- _Exercise objective_
From the entries below, gather every line containing the string "measured".

- _Available data_
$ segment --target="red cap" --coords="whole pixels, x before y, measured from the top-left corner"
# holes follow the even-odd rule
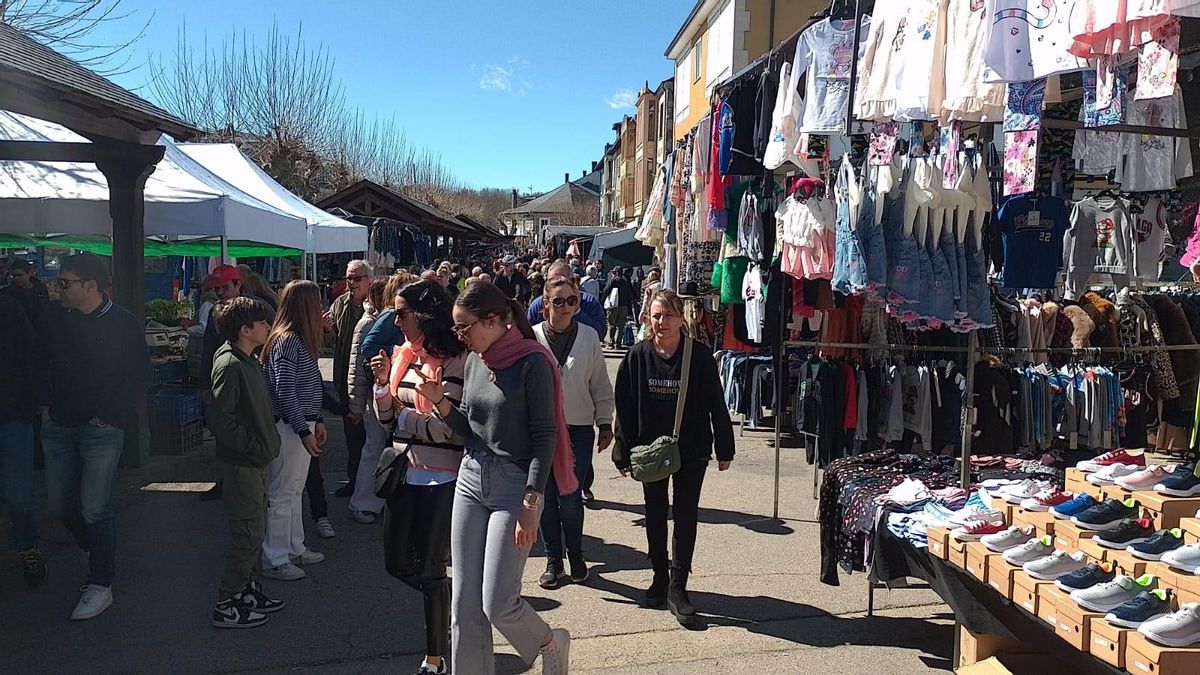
--
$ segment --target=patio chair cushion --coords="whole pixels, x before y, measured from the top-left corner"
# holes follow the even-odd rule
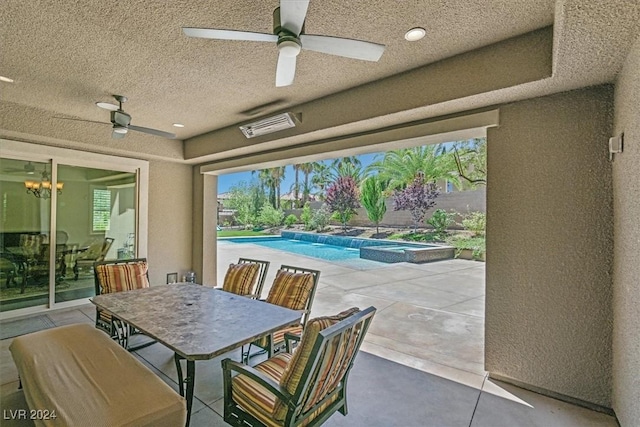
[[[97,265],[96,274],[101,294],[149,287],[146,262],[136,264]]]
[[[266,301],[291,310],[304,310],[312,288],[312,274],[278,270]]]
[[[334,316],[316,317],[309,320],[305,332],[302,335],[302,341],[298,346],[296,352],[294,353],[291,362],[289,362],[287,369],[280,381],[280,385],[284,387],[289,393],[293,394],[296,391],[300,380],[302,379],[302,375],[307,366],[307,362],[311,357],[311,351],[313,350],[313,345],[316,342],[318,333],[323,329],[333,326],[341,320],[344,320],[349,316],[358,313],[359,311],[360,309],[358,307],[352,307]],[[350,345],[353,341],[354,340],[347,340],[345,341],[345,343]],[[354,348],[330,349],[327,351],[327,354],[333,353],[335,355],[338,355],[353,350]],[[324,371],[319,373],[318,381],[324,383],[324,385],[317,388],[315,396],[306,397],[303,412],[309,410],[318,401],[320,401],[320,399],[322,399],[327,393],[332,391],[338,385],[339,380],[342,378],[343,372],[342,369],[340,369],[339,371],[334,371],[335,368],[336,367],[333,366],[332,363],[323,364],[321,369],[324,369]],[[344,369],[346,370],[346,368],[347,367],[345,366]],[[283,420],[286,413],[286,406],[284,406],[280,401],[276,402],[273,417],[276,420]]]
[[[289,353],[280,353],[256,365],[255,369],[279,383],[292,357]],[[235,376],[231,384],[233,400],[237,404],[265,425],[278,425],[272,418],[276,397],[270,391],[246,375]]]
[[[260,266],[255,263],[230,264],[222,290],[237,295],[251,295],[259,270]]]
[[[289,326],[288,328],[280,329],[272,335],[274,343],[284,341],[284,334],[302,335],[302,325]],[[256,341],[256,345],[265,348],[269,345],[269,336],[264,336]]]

- _Problem solution_
$ segment --target="red cap" --coords="whole pixels, x before y, measured from the top-left corner"
$ segment --target=patio chair cushion --coords="whole pixels, x before y, measured from the top-left corner"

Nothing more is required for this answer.